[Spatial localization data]
****************

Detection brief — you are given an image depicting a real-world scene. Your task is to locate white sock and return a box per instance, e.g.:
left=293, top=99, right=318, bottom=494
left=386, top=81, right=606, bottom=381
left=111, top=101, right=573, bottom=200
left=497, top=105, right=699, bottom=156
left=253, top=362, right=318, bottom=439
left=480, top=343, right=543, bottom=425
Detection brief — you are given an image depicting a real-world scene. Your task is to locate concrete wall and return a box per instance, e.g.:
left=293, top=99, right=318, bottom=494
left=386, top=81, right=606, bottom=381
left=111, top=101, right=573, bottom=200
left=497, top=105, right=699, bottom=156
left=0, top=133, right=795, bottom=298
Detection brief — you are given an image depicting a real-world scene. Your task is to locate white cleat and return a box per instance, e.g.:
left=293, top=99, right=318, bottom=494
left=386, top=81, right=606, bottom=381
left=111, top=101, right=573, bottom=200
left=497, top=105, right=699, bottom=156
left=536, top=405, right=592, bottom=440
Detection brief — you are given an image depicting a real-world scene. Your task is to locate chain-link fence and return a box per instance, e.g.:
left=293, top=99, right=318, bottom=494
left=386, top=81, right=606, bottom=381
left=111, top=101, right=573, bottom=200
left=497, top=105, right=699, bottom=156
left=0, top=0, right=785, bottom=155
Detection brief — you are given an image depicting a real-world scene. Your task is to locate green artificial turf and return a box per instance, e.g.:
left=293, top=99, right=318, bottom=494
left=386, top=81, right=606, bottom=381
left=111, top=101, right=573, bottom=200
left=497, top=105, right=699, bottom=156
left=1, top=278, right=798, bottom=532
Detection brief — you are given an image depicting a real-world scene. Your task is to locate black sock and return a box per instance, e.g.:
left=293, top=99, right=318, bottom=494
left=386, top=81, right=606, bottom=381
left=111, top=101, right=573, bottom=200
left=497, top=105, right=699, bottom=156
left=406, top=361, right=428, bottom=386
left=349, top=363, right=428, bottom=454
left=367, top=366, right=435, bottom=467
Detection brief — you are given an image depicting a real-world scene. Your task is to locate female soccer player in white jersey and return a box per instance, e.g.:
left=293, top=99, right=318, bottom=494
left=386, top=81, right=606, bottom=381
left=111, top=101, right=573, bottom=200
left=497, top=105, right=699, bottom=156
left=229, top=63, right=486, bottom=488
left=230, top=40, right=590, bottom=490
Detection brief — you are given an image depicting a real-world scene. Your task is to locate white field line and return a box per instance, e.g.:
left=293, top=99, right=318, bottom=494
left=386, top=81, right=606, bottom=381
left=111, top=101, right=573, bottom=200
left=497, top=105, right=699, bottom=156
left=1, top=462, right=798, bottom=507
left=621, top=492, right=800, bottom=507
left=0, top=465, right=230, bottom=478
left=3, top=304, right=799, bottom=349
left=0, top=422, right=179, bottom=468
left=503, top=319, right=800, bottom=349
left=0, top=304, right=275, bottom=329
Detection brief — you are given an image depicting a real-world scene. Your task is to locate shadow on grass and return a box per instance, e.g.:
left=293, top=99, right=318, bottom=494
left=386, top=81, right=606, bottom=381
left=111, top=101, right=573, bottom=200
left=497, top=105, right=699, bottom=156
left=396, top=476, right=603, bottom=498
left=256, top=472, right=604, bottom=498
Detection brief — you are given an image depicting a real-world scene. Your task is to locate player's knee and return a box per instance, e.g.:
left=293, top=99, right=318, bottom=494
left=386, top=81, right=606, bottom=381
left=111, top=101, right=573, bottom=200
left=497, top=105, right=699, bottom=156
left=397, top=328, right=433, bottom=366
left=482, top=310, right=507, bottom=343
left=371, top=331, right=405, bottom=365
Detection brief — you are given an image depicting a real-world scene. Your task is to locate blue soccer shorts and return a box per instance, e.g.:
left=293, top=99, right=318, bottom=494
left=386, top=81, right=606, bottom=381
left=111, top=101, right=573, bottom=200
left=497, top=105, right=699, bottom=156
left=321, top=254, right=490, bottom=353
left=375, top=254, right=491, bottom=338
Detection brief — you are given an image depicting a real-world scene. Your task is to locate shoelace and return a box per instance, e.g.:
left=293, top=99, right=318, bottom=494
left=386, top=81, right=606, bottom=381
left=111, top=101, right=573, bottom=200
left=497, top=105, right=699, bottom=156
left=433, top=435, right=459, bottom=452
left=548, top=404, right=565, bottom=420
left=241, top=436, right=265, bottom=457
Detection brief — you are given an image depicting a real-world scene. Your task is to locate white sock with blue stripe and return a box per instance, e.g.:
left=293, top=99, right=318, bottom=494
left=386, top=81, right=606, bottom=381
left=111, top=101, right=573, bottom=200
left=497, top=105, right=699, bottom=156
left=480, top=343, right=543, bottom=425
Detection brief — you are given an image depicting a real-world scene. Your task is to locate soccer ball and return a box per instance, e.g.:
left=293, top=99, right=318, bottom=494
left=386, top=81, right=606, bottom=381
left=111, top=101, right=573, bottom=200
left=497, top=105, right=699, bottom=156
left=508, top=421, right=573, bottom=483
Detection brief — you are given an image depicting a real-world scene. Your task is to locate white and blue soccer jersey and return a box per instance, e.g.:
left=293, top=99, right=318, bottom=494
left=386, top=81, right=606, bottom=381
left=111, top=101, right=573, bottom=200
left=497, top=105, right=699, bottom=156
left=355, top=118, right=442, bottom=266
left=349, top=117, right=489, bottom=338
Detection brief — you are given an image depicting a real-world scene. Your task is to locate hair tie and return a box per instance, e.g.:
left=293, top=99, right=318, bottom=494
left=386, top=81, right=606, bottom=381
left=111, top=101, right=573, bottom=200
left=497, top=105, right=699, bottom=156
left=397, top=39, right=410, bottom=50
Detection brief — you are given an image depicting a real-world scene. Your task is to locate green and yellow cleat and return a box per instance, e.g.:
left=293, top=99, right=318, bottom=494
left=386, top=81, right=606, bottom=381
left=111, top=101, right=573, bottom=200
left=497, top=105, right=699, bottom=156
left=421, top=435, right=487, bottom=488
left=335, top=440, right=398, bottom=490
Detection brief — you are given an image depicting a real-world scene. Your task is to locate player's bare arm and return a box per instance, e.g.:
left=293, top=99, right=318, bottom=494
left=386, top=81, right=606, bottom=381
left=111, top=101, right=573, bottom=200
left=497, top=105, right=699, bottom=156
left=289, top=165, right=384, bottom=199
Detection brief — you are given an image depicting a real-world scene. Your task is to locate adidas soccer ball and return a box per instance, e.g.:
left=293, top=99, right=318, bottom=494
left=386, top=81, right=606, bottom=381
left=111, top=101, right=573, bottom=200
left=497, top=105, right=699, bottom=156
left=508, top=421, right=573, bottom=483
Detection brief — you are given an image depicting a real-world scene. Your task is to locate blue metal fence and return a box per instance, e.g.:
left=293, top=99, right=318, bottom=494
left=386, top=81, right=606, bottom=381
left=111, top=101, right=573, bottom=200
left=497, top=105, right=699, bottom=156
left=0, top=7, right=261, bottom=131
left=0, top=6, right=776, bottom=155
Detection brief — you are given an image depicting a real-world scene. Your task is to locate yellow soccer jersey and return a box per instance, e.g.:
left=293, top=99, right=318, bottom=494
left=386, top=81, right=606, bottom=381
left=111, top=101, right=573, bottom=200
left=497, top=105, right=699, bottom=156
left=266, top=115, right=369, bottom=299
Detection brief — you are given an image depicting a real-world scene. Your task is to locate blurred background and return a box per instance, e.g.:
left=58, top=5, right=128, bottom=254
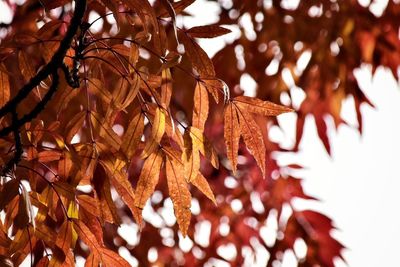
left=2, top=0, right=400, bottom=266
left=183, top=1, right=400, bottom=266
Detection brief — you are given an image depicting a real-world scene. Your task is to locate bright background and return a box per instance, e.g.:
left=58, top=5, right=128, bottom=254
left=184, top=1, right=400, bottom=266
left=2, top=0, right=400, bottom=266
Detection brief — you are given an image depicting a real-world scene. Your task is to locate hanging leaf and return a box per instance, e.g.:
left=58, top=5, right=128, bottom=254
left=0, top=65, right=10, bottom=109
left=224, top=102, right=240, bottom=174
left=191, top=173, right=216, bottom=205
left=236, top=105, right=266, bottom=176
left=121, top=111, right=144, bottom=159
left=165, top=155, right=191, bottom=237
left=192, top=81, right=209, bottom=131
left=234, top=96, right=293, bottom=117
left=134, top=150, right=163, bottom=209
left=186, top=25, right=231, bottom=38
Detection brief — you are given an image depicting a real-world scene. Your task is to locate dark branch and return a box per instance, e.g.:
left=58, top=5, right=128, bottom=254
left=0, top=0, right=87, bottom=120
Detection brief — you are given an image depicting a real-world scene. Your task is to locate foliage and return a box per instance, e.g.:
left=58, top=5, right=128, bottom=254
left=0, top=0, right=397, bottom=266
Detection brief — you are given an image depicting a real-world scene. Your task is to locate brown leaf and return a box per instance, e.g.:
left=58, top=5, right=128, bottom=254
left=141, top=107, right=166, bottom=158
left=37, top=150, right=62, bottom=162
left=121, top=111, right=144, bottom=159
left=0, top=65, right=10, bottom=109
left=98, top=247, right=131, bottom=267
left=158, top=0, right=195, bottom=17
left=236, top=105, right=266, bottom=176
left=87, top=78, right=112, bottom=105
left=0, top=179, right=19, bottom=210
left=188, top=127, right=219, bottom=169
left=90, top=111, right=121, bottom=150
left=107, top=167, right=142, bottom=225
left=165, top=156, right=191, bottom=237
left=192, top=81, right=209, bottom=131
left=77, top=195, right=101, bottom=217
left=73, top=220, right=101, bottom=254
left=182, top=130, right=200, bottom=183
left=224, top=102, right=240, bottom=173
left=161, top=68, right=173, bottom=109
left=65, top=110, right=86, bottom=144
left=234, top=96, right=294, bottom=117
left=191, top=173, right=216, bottom=205
left=187, top=25, right=231, bottom=38
left=134, top=150, right=163, bottom=209
left=180, top=33, right=215, bottom=77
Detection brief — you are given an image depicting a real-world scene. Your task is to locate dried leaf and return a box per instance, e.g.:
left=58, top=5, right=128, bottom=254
left=192, top=81, right=209, bottom=131
left=121, top=111, right=144, bottom=159
left=187, top=25, right=231, bottom=38
left=134, top=150, right=163, bottom=209
left=165, top=156, right=191, bottom=236
left=237, top=106, right=266, bottom=176
left=224, top=102, right=240, bottom=173
left=191, top=173, right=216, bottom=205
left=0, top=65, right=10, bottom=109
left=234, top=96, right=294, bottom=116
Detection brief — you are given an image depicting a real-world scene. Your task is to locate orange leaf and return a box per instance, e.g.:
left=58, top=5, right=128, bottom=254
left=189, top=127, right=219, bottom=169
left=37, top=150, right=62, bottom=162
left=73, top=220, right=101, bottom=253
left=90, top=111, right=121, bottom=150
left=236, top=105, right=266, bottom=176
left=182, top=130, right=200, bottom=183
left=121, top=111, right=144, bottom=159
left=187, top=25, right=231, bottom=38
left=192, top=81, right=209, bottom=131
left=98, top=247, right=131, bottom=267
left=87, top=78, right=112, bottom=105
left=0, top=65, right=10, bottom=109
left=108, top=168, right=143, bottom=225
left=141, top=107, right=166, bottom=158
left=161, top=68, right=173, bottom=109
left=134, top=150, right=163, bottom=209
left=65, top=110, right=86, bottom=144
left=234, top=96, right=294, bottom=117
left=191, top=173, right=216, bottom=205
left=223, top=102, right=240, bottom=173
left=180, top=33, right=215, bottom=77
left=165, top=156, right=191, bottom=237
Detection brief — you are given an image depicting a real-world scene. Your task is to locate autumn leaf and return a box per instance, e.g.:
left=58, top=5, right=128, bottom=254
left=134, top=150, right=163, bottom=209
left=165, top=155, right=191, bottom=237
left=186, top=25, right=231, bottom=38
left=236, top=104, right=266, bottom=176
left=0, top=65, right=10, bottom=109
left=234, top=95, right=294, bottom=116
left=192, top=81, right=209, bottom=131
left=121, top=111, right=144, bottom=159
left=191, top=173, right=216, bottom=205
left=224, top=102, right=240, bottom=173
left=182, top=129, right=200, bottom=183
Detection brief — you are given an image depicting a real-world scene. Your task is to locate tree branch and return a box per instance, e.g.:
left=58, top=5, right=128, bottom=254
left=0, top=0, right=87, bottom=120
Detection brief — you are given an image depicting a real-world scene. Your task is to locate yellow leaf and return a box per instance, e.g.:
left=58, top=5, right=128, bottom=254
left=182, top=130, right=200, bottom=182
left=189, top=127, right=219, bottom=169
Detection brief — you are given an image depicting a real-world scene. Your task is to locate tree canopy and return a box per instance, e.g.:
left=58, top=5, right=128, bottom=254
left=0, top=0, right=398, bottom=266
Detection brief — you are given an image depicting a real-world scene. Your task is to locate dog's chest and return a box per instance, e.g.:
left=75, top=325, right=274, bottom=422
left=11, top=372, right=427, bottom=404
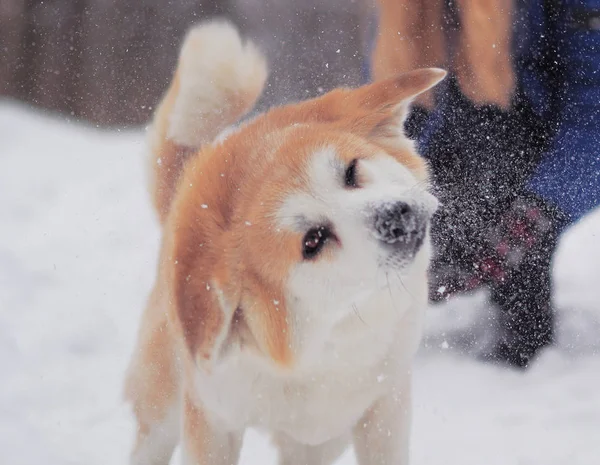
left=193, top=291, right=423, bottom=444
left=195, top=354, right=392, bottom=444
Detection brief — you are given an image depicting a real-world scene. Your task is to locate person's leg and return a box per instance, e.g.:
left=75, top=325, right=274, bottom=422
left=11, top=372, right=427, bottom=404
left=371, top=0, right=445, bottom=107
left=369, top=0, right=446, bottom=139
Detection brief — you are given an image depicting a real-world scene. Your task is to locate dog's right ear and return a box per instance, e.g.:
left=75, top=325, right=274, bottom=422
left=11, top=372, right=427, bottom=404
left=346, top=68, right=446, bottom=137
left=359, top=68, right=445, bottom=110
left=264, top=68, right=445, bottom=140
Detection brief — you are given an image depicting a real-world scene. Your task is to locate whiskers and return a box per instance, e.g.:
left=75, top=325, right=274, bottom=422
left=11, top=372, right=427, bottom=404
left=385, top=272, right=395, bottom=308
left=352, top=303, right=367, bottom=326
left=384, top=269, right=415, bottom=311
left=394, top=270, right=414, bottom=300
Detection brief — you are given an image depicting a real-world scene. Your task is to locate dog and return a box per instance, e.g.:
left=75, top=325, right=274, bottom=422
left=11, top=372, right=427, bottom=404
left=124, top=20, right=445, bottom=465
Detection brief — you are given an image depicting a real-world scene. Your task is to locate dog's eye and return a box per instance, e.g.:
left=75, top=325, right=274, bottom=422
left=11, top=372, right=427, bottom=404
left=344, top=159, right=359, bottom=188
left=302, top=226, right=331, bottom=259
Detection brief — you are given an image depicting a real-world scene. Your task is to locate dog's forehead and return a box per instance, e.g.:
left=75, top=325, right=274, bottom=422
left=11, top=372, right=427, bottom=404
left=305, top=146, right=342, bottom=188
left=270, top=145, right=337, bottom=231
left=226, top=121, right=425, bottom=233
left=274, top=143, right=421, bottom=230
left=309, top=144, right=418, bottom=186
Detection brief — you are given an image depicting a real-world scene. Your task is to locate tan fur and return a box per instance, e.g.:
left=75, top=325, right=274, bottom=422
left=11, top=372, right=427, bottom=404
left=454, top=0, right=515, bottom=108
left=125, top=20, right=446, bottom=465
left=372, top=0, right=515, bottom=108
left=372, top=0, right=446, bottom=108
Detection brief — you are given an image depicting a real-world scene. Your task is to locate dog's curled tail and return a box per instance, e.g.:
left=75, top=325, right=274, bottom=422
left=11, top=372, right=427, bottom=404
left=148, top=20, right=268, bottom=222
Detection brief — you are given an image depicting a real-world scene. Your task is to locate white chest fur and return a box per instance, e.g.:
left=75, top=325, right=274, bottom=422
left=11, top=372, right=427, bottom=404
left=189, top=271, right=427, bottom=445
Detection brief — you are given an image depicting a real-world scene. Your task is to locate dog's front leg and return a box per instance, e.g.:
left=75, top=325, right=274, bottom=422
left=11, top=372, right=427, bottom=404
left=181, top=395, right=243, bottom=465
left=352, top=375, right=412, bottom=465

****************

__Directions__.
Every line that contains the string "leaf" should be returned from the data.

__The completed task__.
Detection brief — you are given an image depicting a real-world scene. Your task is to locate hanging leaf and return a box per instance, e.g.:
Detection brief — you are given an image depicting a real-world scene. Your task is to locate brown leaf and return a box per instance, e.g.:
Detection brief — you are given an image depicting a real-world scene. Your task is to locate dried leaf and return a box per instance, e.g.:
Detection brief — you are given an image depicting a real-world scene. Your task is to locate orange leaf and return a box per instance, e.g.:
Detection brief — you are given an image depicting a real-world scene. Your task is to locate autumn leaf and return a box per instance, e.g.:
Detection brief — you are given an image depicting a real-world scene. Your task is to locate yellow leaf and return a box per instance, e.g.:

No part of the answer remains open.